# Exercice court:
Recopiez à l'identique chacune des lignes ci-dessous, sans en omettre aucune.

···

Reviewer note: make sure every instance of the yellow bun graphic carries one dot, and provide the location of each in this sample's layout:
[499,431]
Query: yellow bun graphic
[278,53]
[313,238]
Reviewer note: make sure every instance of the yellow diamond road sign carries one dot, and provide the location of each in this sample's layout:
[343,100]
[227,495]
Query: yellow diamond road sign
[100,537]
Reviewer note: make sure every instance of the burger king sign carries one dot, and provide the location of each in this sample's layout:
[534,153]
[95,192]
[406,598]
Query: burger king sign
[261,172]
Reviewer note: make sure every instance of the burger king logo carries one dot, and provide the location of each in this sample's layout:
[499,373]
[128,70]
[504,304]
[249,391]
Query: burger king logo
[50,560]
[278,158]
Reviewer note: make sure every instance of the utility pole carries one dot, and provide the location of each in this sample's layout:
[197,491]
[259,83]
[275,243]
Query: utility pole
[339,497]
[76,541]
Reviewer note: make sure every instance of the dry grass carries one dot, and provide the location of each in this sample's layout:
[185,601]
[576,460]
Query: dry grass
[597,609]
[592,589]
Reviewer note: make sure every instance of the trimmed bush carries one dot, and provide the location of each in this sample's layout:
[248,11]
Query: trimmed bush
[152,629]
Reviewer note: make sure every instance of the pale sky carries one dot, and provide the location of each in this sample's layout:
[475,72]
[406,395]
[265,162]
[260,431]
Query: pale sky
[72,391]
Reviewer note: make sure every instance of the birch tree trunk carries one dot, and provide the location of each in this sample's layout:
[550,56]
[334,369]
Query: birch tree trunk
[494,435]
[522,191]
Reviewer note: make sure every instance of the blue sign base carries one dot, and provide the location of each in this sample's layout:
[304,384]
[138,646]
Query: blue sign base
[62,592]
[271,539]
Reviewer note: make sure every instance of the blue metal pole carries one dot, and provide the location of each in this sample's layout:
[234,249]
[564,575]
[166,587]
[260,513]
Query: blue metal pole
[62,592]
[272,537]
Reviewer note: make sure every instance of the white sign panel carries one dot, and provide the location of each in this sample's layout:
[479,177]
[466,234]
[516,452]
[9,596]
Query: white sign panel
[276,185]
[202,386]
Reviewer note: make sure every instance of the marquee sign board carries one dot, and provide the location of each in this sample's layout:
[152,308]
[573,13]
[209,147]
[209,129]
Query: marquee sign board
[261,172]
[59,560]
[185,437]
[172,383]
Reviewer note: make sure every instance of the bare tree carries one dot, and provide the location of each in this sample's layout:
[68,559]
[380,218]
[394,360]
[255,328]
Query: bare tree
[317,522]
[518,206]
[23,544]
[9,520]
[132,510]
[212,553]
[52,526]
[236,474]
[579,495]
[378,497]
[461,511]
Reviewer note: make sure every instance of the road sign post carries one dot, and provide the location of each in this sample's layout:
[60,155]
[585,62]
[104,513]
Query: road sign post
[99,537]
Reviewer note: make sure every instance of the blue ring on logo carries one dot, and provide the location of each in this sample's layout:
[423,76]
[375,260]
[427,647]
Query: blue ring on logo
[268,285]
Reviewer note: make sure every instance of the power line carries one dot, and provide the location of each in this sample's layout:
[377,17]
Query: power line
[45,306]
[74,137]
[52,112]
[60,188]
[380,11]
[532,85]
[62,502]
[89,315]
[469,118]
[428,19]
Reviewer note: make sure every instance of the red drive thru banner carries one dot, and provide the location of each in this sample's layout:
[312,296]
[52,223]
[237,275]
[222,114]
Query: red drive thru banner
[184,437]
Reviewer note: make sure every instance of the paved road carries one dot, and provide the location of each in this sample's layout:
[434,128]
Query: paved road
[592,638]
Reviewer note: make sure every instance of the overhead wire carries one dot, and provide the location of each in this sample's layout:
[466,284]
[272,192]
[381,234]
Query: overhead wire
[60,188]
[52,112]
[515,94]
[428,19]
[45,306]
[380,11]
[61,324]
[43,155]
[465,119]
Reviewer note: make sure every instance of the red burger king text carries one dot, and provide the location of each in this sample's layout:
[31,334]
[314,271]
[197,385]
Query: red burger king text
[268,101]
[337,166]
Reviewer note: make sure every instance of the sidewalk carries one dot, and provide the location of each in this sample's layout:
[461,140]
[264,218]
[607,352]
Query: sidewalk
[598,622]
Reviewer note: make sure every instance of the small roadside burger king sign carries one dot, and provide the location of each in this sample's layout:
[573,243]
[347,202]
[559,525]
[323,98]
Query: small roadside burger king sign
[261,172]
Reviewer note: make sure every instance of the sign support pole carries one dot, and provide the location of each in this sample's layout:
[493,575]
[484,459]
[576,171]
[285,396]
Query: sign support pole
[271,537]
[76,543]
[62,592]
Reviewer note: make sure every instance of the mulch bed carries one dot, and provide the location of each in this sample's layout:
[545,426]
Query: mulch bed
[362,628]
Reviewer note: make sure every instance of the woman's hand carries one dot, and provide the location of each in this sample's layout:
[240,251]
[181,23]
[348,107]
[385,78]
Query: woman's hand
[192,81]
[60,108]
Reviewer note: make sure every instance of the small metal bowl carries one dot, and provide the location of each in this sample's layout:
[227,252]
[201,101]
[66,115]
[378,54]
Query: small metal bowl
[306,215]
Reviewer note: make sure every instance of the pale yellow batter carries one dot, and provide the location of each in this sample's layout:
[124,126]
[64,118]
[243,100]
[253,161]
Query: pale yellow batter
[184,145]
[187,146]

···

# Résultat ci-dessous:
Reviewer note: make sure every instance of the yellow bun graphic carries one dot, and provide the location of each in this sample's layout:
[499,431]
Query: yellow bun graphic
[278,53]
[313,238]
Reviewer note: make sure every instance of the yellow diamond road sign carries one dot, and provide the location of each in this sample's layout:
[343,100]
[227,495]
Query: yellow diamond road sign
[100,537]
Reviewer note: make sure every instance of the burger king sign carries one dot, and provide the location of each in this sample's layout:
[534,153]
[95,192]
[406,598]
Query: burger king sign
[261,172]
Reviewer note: make sure every instance of the burger king logo carries one dot, and provide the location of each in this sample's layout:
[499,373]
[128,70]
[504,304]
[249,391]
Query: burger king logo
[50,560]
[278,158]
Reviewer note: make sure every instance of the utility pole carries one dot, and provide the location of each in this sample's layout:
[197,491]
[259,83]
[275,243]
Query: utility pole
[339,497]
[76,541]
Reviewer note: make sure every instance of the dry grass carries one dot, and provide the location of each in this sample's layout:
[185,601]
[576,460]
Query: dry grass
[597,609]
[592,589]
Reviewer note: make sure every instance of the trimmed bush carries one dot, and provide the location of each in this sample's layout:
[248,11]
Query: trimmed bush
[152,629]
Reviewer note: make sure every instance of the pale sky carries one dot, and provide the location of each in this sample's layout:
[475,72]
[406,395]
[265,162]
[260,431]
Query: pale sky
[72,391]
Reviewer note: make sure every instance of the birch tree trunk carries one dot, and provide the location of each in this sample's layout:
[550,56]
[334,369]
Query: birch tree trunk
[494,435]
[522,191]
Reviewer note: make sure every instance of the blue sign base carries one dot, and provide the location of each in this sample's layout:
[304,384]
[138,646]
Query: blue sign base
[62,592]
[271,539]
Reviewer note: make sure every instance of the blue metal pole carries one dot, and provide the location of each in this sample's layout:
[234,249]
[564,575]
[166,587]
[260,513]
Query: blue metal pole
[62,592]
[272,537]
Reviewer note: make sure every instance of the white sign panel carries one dot, and provide the location of each in this sample's layout:
[479,177]
[466,234]
[516,452]
[9,596]
Query: white sign panel
[276,185]
[202,386]
Reviewer note: make sure every instance of the marquee sign board carries one dot, and provide the location of each in this sample's layout:
[152,308]
[573,13]
[209,147]
[209,129]
Query: marquee sign board
[261,172]
[59,560]
[185,437]
[172,383]
Reviewer note: make sure every instance of the bare tree carries one dot, and provide the location of each in this sample's layout:
[68,559]
[380,218]
[394,360]
[255,328]
Query: bare tree
[317,522]
[518,206]
[23,544]
[9,520]
[132,510]
[212,553]
[52,526]
[236,474]
[579,495]
[378,497]
[461,511]
Reviewer note: make sure every instance of the road sign post carries one dot, and provide the location of each in this sample's layout:
[60,155]
[585,62]
[104,513]
Query: road sign post
[99,537]
Reviewer note: make sure every instance of the blue ring on logo carries one dot, and provide the location of each in this sample's layout:
[423,76]
[375,260]
[427,647]
Query: blue ring on logo
[268,285]
Reviewer note: make sure every instance of the power line carries one dot, and provide the location of each in this sample's layout:
[377,17]
Query: power line
[45,306]
[74,137]
[52,112]
[60,188]
[380,11]
[532,85]
[62,502]
[89,315]
[469,118]
[428,19]
Reviewer note: make sure every instance of the red drive thru banner carries one dot, and provide the location of each in this sample's layout:
[312,296]
[52,223]
[237,275]
[222,114]
Query: red drive thru banner
[184,437]
Reviewer note: make sure every instance of the paved road carries one dot, and provide the location of each in this sample's layout:
[434,128]
Query: paved road
[592,638]
Reviewer note: make sure every instance of the overhead wire carries one dot, and provide the location of each in this sample's layout:
[466,284]
[272,192]
[381,234]
Query: overhead wire
[60,188]
[52,112]
[515,94]
[428,19]
[45,306]
[380,11]
[61,324]
[43,155]
[465,119]
Reviewer note: make sure every instance of the red burger king text carries one dot, and provide the location of each in this sample's layout:
[31,334]
[314,271]
[197,385]
Query: red burger king text
[268,101]
[337,166]
Reviewer note: make sure every instance of the sidewalk carries one dot, and provide the location of each in this sample's layout:
[461,140]
[264,218]
[607,352]
Query: sidewalk
[598,622]
Reviewer note: make sure every instance of the small roadside burger king sign carries one dot, and provide the location of each in this sample's layout:
[573,243]
[347,202]
[559,525]
[323,98]
Query: small roadside burger king sign
[261,172]
Reviewer note: make sure every instance of the sign support pole carries one dot, and provide the location of each in this sample's layout:
[493,575]
[484,459]
[576,171]
[285,396]
Query: sign support pole
[271,537]
[76,543]
[62,592]
Reviewer note: make sure every instance of the mulch bed carries one dot, and provide the location of each in this sample's layout:
[545,426]
Query: mulch bed
[362,628]
Reviewer note: make sure every instance of the woman's hand carries one dot, and provide the location of each in this sample's layout:
[240,251]
[181,23]
[348,107]
[385,78]
Query: woman's hand
[192,81]
[60,108]
Reviewer note: make sure every instance of the small metal bowl carries one dot, and provide the location of each in this sample's layout:
[227,252]
[201,101]
[66,115]
[378,54]
Query: small metal bowl
[306,215]
Reviewer note: make sure every instance of the pale yellow batter carries one dot, and provide the location of each in this sample's layout:
[124,126]
[64,118]
[243,100]
[253,161]
Query: pale yellow batter
[184,145]
[187,146]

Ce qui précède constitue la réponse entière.